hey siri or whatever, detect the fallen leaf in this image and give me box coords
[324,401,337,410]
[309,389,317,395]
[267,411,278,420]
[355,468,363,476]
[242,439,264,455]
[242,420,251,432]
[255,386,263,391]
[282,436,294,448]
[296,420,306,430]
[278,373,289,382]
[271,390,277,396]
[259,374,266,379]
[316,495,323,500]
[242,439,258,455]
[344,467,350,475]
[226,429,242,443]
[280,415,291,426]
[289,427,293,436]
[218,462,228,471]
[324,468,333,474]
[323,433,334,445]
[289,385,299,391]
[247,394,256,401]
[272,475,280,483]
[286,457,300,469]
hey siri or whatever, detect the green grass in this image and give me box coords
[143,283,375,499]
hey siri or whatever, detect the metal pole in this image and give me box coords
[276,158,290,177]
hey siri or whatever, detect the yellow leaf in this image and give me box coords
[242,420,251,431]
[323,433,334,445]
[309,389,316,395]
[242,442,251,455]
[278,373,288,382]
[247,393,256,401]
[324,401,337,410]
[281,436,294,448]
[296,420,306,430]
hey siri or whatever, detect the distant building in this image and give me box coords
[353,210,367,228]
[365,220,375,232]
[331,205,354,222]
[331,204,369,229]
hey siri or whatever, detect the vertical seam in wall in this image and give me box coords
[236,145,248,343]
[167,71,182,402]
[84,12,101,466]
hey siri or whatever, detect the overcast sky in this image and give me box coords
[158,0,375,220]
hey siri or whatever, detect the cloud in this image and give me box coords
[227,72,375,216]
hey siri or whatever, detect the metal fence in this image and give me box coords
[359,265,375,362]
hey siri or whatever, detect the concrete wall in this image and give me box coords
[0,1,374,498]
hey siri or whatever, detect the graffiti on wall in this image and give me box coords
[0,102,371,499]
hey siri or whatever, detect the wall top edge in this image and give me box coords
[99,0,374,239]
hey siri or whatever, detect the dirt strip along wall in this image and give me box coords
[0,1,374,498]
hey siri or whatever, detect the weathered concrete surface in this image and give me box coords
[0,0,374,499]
__________
• _Task objective_
Look above for the line with "hey siri or whatever, detect the cloud", then copy it and each later line exactly, stopping at the last line of the records.

• _Expected answer_
hey siri or whatever, detect the cloud in this image and give me box coords
[227,72,375,216]
hey siri or whatever, detect the metal fence in this image and give me box coords
[359,265,375,362]
hey siri or whatever, detect the concrete wall in this image and give me box coords
[0,1,374,498]
hey siri or whatever, detect the graffiti on wall in this image and give me box coords
[0,102,371,499]
hey siri or whatever, detect the wall top edge in this image and give me box coords
[99,0,374,239]
hey siri or whatever, detect the dirt strip along wall in this image and give me box coords
[0,1,374,498]
hey siri or whatever, detect the weathered concrete surface in this image and give me box coords
[0,0,374,499]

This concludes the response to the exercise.